- Given instruction
Copy the rows below exactly, from the line containing "and black bag." through the line containing "[363,346,393,362]", with both of those lines included. Omit any pictures.

- Information provided
[Begin]

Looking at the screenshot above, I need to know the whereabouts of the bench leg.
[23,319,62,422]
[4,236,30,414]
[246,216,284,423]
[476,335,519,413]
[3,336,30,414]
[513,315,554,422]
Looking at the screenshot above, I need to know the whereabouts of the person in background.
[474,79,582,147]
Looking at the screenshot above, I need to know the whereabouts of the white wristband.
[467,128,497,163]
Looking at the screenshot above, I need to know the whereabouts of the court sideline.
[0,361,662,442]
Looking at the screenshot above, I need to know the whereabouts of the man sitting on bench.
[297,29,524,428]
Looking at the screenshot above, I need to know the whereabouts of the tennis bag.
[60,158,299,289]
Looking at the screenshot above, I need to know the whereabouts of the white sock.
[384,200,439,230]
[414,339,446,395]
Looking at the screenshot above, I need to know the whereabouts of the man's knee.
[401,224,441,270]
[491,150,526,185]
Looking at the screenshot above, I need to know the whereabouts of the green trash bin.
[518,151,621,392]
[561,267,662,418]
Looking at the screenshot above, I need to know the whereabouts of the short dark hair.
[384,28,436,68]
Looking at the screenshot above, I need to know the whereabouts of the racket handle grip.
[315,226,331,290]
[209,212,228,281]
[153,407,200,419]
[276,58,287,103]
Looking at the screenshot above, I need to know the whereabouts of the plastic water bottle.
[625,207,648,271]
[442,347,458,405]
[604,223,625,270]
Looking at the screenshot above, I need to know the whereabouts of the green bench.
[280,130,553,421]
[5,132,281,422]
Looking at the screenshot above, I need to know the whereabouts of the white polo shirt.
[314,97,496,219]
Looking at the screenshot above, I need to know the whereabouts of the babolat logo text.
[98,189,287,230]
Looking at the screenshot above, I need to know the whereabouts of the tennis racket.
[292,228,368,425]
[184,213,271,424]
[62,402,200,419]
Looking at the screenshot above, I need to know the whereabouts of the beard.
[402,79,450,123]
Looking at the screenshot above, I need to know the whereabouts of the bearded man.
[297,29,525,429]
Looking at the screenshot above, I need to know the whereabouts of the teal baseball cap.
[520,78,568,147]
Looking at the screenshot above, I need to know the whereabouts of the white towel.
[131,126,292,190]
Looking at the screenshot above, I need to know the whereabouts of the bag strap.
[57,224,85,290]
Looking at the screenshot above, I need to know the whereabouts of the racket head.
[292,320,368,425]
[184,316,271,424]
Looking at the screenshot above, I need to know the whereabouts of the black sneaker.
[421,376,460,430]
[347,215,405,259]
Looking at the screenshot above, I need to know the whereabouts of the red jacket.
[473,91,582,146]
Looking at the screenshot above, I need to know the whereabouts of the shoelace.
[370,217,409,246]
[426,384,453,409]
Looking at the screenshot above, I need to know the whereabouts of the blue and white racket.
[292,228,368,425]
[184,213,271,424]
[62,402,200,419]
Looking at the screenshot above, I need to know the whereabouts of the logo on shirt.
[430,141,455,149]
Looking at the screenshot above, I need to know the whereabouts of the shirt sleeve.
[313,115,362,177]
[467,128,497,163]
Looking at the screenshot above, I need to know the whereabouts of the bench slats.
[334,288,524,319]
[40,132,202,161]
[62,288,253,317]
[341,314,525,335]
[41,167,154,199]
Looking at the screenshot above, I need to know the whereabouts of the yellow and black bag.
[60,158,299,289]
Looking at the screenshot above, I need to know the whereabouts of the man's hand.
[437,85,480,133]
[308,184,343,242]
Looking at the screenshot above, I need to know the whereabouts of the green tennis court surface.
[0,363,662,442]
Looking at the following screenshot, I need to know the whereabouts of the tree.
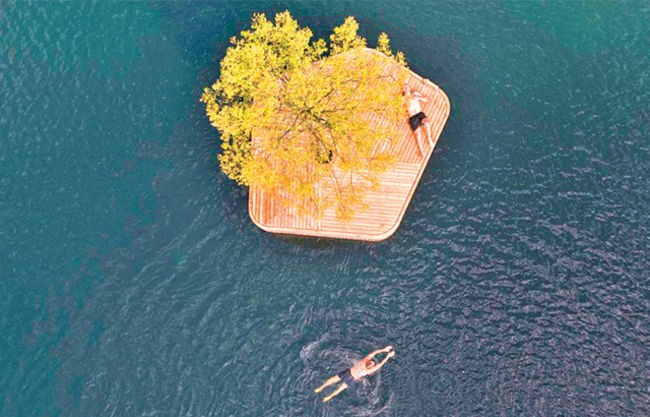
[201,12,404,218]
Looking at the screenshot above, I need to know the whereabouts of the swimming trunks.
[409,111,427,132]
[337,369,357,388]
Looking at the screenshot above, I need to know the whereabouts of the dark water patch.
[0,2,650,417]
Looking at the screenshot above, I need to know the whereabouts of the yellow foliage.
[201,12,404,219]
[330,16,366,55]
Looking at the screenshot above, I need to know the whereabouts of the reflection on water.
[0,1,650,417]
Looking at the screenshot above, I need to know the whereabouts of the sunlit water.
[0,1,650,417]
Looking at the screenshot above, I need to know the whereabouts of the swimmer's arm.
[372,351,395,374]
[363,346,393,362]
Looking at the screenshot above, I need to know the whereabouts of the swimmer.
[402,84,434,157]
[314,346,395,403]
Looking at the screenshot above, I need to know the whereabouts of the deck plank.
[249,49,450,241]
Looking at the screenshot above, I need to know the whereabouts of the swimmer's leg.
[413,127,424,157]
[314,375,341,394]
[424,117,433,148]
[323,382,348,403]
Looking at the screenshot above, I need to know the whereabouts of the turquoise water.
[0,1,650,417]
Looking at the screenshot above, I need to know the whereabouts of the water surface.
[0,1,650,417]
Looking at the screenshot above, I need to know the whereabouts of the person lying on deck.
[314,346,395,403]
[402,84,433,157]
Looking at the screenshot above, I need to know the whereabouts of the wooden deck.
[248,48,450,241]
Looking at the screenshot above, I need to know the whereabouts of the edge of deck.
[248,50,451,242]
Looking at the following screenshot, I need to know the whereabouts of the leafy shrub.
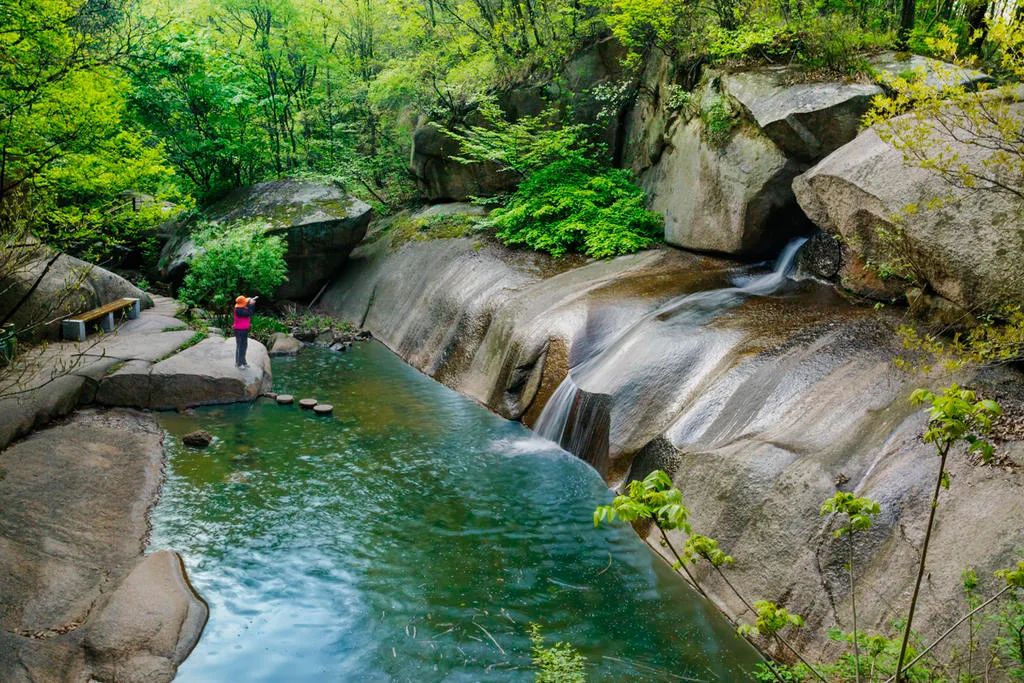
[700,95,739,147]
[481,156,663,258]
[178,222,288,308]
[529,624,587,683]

[End]
[Begin]

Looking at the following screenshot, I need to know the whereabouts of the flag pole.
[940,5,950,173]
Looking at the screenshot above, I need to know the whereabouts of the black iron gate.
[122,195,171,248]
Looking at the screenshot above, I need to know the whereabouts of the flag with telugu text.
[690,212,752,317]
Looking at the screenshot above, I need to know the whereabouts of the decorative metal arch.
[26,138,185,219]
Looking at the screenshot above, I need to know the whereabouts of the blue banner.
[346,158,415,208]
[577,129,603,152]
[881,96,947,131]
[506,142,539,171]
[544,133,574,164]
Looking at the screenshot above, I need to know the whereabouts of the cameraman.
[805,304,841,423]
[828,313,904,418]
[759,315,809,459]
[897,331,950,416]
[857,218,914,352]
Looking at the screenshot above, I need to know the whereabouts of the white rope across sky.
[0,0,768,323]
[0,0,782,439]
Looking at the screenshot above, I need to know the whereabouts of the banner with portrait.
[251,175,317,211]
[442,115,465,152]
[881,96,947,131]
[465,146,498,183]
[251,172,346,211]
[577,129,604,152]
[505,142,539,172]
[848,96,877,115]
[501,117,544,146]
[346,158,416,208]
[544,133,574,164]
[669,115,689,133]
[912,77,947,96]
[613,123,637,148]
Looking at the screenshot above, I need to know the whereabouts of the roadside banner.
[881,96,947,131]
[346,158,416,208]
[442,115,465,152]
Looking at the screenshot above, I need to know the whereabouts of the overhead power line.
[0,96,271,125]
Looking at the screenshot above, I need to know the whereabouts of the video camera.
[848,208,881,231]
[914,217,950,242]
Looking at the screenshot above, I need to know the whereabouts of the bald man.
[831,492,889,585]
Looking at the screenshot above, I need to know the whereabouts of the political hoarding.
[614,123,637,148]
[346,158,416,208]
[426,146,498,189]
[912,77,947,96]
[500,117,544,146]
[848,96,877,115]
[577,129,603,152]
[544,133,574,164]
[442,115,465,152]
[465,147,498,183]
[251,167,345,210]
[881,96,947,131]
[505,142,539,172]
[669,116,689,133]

[End]

- Solution to this task
Looking at the screenshot above, I need to know the whereabouts of the yellow and black bag.
[60,158,299,289]
Looking at the screenshot above, I need to know the whereabouts of the man's hand.
[437,85,480,133]
[308,184,343,242]
Looking at the screenshot above, I need to know the whereabouts of the green tennis court surface.
[0,363,662,442]
Looking at the following screenshot, I need to know the whereabouts of the tree.
[201,12,404,218]
Looking at the screenshot above, I need to know the whereabouts of the swimming trunks.
[409,111,427,132]
[337,369,357,388]
Looking at the screenshot above, I need to know the whereabouts of the dark water patch.
[0,2,650,417]
Looking at the screenshot above, I need to know the whereabouts of the yellow foliage.
[201,12,404,219]
[330,16,366,55]
Looking at the screenshot above, I need to know the whereabouts of the reflection on water.
[0,1,650,417]
Looking at the screenshot above, I need to know the whereabouts of the sunlit water.
[0,1,650,417]
Looking at the screenshot above, I need to know the whereabouts of the swimmer's arm.
[372,351,395,374]
[363,346,393,362]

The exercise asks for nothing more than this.